= Beginning of Section =

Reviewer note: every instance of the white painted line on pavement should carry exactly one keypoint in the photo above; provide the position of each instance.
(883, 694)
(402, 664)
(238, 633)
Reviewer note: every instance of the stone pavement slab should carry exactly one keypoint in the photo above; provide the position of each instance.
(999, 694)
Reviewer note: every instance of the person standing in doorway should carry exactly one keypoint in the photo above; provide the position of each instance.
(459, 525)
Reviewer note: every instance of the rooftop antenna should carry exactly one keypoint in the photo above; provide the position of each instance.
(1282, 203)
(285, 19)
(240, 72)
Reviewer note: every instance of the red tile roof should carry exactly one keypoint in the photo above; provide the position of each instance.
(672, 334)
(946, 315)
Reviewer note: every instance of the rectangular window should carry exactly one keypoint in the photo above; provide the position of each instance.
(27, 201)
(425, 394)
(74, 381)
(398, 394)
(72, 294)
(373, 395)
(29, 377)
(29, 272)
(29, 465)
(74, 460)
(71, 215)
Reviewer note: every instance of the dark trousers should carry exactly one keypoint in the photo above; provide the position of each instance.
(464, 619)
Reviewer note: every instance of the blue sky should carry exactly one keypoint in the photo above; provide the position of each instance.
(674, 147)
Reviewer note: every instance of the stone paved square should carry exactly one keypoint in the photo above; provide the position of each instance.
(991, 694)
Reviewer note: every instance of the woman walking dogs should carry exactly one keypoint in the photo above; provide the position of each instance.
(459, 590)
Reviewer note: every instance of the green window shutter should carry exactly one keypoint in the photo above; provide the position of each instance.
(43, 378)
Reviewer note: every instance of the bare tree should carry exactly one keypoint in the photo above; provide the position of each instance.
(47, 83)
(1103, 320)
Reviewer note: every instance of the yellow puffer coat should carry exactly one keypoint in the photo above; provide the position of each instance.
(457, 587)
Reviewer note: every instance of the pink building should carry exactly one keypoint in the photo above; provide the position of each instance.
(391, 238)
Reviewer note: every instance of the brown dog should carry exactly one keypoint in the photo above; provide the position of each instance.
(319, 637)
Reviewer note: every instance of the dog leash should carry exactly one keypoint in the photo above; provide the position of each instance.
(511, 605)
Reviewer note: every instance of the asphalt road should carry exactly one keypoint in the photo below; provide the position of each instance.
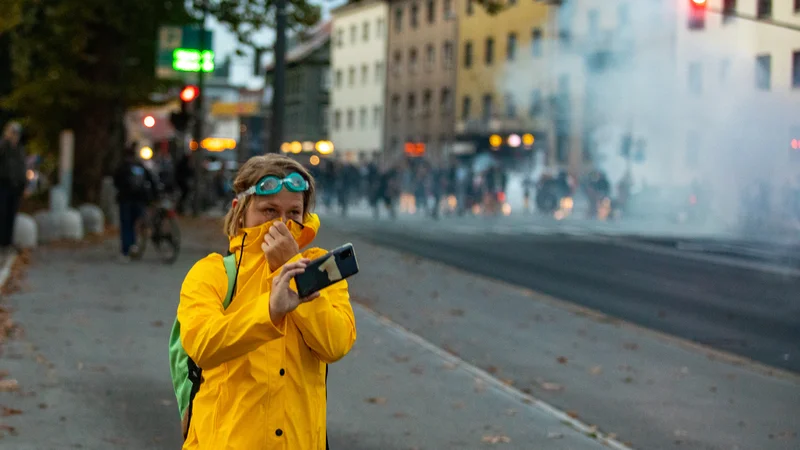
(751, 313)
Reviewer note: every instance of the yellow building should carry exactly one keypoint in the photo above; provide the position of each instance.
(501, 59)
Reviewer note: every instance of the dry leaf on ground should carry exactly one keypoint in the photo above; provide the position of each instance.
(495, 439)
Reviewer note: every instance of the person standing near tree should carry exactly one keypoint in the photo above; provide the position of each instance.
(12, 183)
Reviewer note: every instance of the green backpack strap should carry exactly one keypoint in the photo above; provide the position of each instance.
(230, 269)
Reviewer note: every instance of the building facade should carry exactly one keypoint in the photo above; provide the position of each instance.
(501, 82)
(358, 68)
(421, 78)
(739, 79)
(308, 83)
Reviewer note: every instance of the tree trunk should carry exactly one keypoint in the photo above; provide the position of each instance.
(92, 143)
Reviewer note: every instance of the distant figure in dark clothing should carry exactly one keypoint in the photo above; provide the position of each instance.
(136, 187)
(12, 183)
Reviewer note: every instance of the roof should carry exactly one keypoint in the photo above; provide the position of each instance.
(317, 37)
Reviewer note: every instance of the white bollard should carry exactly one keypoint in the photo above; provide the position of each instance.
(25, 231)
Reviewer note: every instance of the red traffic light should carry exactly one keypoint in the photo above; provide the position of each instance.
(189, 93)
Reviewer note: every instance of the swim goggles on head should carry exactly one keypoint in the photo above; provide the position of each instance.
(271, 184)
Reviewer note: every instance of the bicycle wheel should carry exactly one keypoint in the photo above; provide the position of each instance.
(167, 239)
(142, 236)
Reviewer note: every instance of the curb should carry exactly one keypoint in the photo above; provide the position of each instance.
(5, 271)
(511, 392)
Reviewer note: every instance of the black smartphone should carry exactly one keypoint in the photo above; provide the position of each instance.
(339, 264)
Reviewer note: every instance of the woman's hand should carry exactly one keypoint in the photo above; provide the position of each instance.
(279, 245)
(282, 299)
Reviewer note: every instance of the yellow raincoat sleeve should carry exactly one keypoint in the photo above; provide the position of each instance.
(211, 337)
(327, 324)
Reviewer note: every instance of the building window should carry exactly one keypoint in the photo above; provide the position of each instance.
(398, 59)
(430, 57)
(695, 80)
(398, 20)
(796, 68)
(447, 8)
(536, 42)
(536, 103)
(378, 72)
(466, 105)
(763, 72)
(511, 107)
(376, 116)
(486, 111)
(729, 9)
(447, 59)
(446, 102)
(623, 15)
(426, 102)
(326, 79)
(764, 9)
(511, 47)
(396, 107)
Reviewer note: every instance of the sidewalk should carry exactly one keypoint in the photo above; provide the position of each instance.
(92, 369)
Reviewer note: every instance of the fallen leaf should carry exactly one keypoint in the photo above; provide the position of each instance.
(553, 387)
(496, 439)
(10, 411)
(10, 385)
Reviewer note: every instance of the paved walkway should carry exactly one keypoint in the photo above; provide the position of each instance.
(92, 369)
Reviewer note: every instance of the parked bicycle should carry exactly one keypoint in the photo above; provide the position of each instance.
(159, 224)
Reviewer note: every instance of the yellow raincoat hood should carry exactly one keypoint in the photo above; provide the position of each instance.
(264, 383)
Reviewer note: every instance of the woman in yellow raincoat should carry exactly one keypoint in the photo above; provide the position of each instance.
(264, 358)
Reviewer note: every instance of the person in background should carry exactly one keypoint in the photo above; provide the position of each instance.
(136, 187)
(264, 360)
(12, 183)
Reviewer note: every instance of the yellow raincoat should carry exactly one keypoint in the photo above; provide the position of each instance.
(264, 383)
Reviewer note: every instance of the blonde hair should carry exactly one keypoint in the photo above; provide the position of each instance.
(255, 169)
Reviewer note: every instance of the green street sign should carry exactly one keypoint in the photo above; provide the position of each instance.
(191, 60)
(171, 64)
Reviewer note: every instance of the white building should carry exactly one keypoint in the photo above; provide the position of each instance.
(740, 92)
(358, 67)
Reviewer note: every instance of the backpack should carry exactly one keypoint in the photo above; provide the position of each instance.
(186, 375)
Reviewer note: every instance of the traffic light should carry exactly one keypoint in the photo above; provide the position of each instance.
(697, 14)
(180, 120)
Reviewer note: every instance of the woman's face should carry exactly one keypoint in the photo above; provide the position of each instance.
(283, 205)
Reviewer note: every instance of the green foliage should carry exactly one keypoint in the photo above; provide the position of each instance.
(243, 17)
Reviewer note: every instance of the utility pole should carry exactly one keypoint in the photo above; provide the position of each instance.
(279, 79)
(199, 118)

= End of Section =

Only an exact, picture-free copy of the entries counts as the answer.

SOLUTION TO THIS PROBLEM ::
Reviewer note: every instance of the white painted line on pavement should carry exactly one keypoint in the photo above; provide the position of each instance.
(883, 694)
(402, 664)
(238, 633)
Reviewer note: every instance of the stone pavement slab should carry exactly one keypoint in the photo above; provide the position of each instance.
(999, 694)
Reviewer note: every instance of the person standing in doorway should carry exactly one keypoint in the photo above; provide the position of each instance.
(459, 525)
Reviewer note: every instance of the rooftop antenna should carry exactly one keypoint in the photo above; provide the position of each instance.
(1282, 203)
(285, 19)
(240, 72)
Reviewer note: every instance of the red tile roof should carry exactly one keypoint in the photo above; provide the position of each instance.
(672, 334)
(946, 315)
Reviewer note: every instance of the rectangular window should carry exactly one keypoint in the photo above; provide the position of each instance.
(27, 201)
(425, 394)
(74, 381)
(398, 394)
(72, 294)
(373, 395)
(29, 377)
(29, 272)
(29, 465)
(74, 460)
(71, 215)
Reviewer note: every instance of the dark trousers should carry exactly one keypoint in the photo above; provide the position of each instance.
(464, 619)
Reviewer note: every instance of the blue sky should carry exactly one keypoint in the photo above; provide the position of each instance.
(674, 147)
Reviewer note: every instance of the stone paved square should carry exactly one keypoint in the photo above; provide the position of each instance.
(991, 694)
Reviewer note: every instance of the woman walking dogs should carry exactly one keypoint in the photo above; provide the position of each instance.
(459, 590)
Reviewer note: every instance of the green window shutter should carry exactly one keypoint in the photo above; provide the position of each instance.
(43, 378)
Reviewer note: every instance of the bare tree should carry exactly one keypoint in the photo above; provide the position of each instance.
(47, 83)
(1103, 320)
Reviewer note: every instance of the yellow puffer coat should carry exactly one keypoint in the photo above; provide the position of each instance.
(457, 587)
Reviewer note: every instance of the pink building should carry exactly one keypoint in the photo above; provide the position of each instance.
(391, 238)
Reviewer note: every instance of the brown dog should carry exactly one keypoint in the photo above; provide the position of each instance.
(319, 637)
Reviewer note: every instance of the dog leash should carry exactly one keypoint in the photo above; provide the position of each instance.
(511, 605)
Reviewer note: every instance of the asphalt road should carry exactly one keypoint in the photo below; provide the position of each instance.
(751, 313)
Reviewer note: every instance of the yellow building should carry exactly one keypoint in the photo above; provide the position of each instance.
(501, 59)
Reviewer note: every instance of the dry leaf on ground should carry exactly one keypoint in the photo above; provide the position of each instance.
(495, 439)
Reviewer note: every instance of the person standing near tree should carry exactly one keypoint in the photo above; provide the position of each instance.
(12, 183)
Reviewer note: every instance of the green backpack strap should carry exactly one keypoint in the photo above; provide the position of each instance.
(230, 269)
Reviewer note: every instance of the building facade should carry exactly one keypoint in the photo above; provide the position of each instance.
(501, 82)
(358, 68)
(421, 78)
(739, 79)
(308, 83)
Reviewer note: every instance of the tree trunk should carry exactly one keypoint in the photo above; provide the position of each instance.
(92, 143)
Reviewer note: every instance of the distant figure in dark clothing should carry exactly one keypoint in the photo above; provide the position of each instance.
(136, 187)
(12, 183)
Reviewer note: every instance of the roof should carry exactly one keypoint in the photo above; provide the position of each instance.
(317, 37)
Reviewer note: every instance of the white bollard should carry exactly one keypoint in the photo above; provide the position of each instance.
(25, 231)
Reviewer note: every instance of the red traffic light should carry exactly one keypoint in the photo above; provide the position of each instance.
(189, 93)
Reviewer note: every instance of the swim goggles on head should carry exactly one keypoint in the photo above; provide the position of each instance.
(271, 184)
Reviewer note: every instance of the bicycle wheel should carry exactly one keypoint in the photo above; provide the position of each instance.
(167, 239)
(142, 236)
Reviewer note: every instance of the curb should carry exactly one keypoint in the photo above; provide the position of each instance.
(5, 271)
(511, 392)
Reviewer note: every instance of the black smartphone should carry exactly one keypoint in the photo above; provide the position of each instance.
(339, 264)
Reviewer note: every instance of the woman's hand should carry exactly one keypoint in the photo above; provide the position of each instance.
(279, 245)
(282, 299)
Reviewer note: every instance of the yellow raincoat sleeve should carry exactly one keypoint in the photo above; provide the position of each instance.
(211, 337)
(327, 324)
Reviewer note: every instance of the building window should carry exactly one keypoint in the photo above; provide the position of each instance.
(398, 59)
(430, 57)
(695, 80)
(398, 20)
(796, 68)
(447, 8)
(536, 42)
(536, 103)
(378, 72)
(466, 105)
(763, 72)
(511, 107)
(376, 116)
(486, 111)
(729, 9)
(447, 59)
(446, 102)
(623, 15)
(426, 102)
(326, 79)
(764, 9)
(511, 47)
(396, 107)
Reviewer note: every instance of the sidewalk should carry exactly one keypoint in the photo above; provide the position of each instance.
(92, 369)
Reviewer note: every instance of the fallen leaf should carry exactly one keypoint in the photo above; provide the position of each instance.
(553, 387)
(496, 439)
(10, 411)
(10, 385)
Reviewer note: every instance of the paved walkway should carry exactly one keypoint in the photo above; provide the position of each instance.
(92, 369)
Reviewer note: every instance of the parked bicycle should carry exactly one keypoint in the photo above; provide the position of each instance.
(159, 224)
Reviewer note: every instance of the yellow raincoat hood should carry exactly one keypoint in the photo above; provide the position of each instance.
(264, 383)
Reviewer note: every instance of the woman in yellow raincoat should carry exactly one keypoint in the photo above; provide the position of each instance.
(264, 358)
Reviewer note: every instance of the person in background should carry exactly one keypoint in the photo above; provide the position of each instance.
(136, 187)
(264, 360)
(12, 183)
Reviewer note: every instance of the yellow raincoat should carry exactly one keypoint in the photo above; provide the position of each instance.
(264, 383)
Reviewer note: every instance of the blonde hair should carry exactly one keypoint in the photo above; provide the position of each instance.
(255, 169)
Reviewer note: every instance of the green street sign should carry exactly one keypoint in the photo above; provide the position of each instance.
(191, 60)
(171, 64)
Reviewer note: every instance of the white building should carry exactly one keypoint in the photo above; provide the position of each instance.
(740, 92)
(358, 67)
Reviewer note: every instance of the backpack should carry exactly one keypoint in the photo above; provide the position of each instance.
(186, 375)
Reviewer note: every instance of the traffic light should carry exactly one keypoint in the photo above; provide the position of each instance.
(697, 14)
(180, 120)
Reviewer note: every instance of the woman's face should carry exactly one keypoint in the photo above; provide the position of each instance.
(283, 205)
Reviewer note: every instance of the green foliage should carry exactly one keypoint in the photo above; provide the position of each instance.
(243, 17)
Reviewer note: every instance of the utility pole should carry exactly one keypoint in the photo above; provide the position of each instance.
(279, 79)
(199, 118)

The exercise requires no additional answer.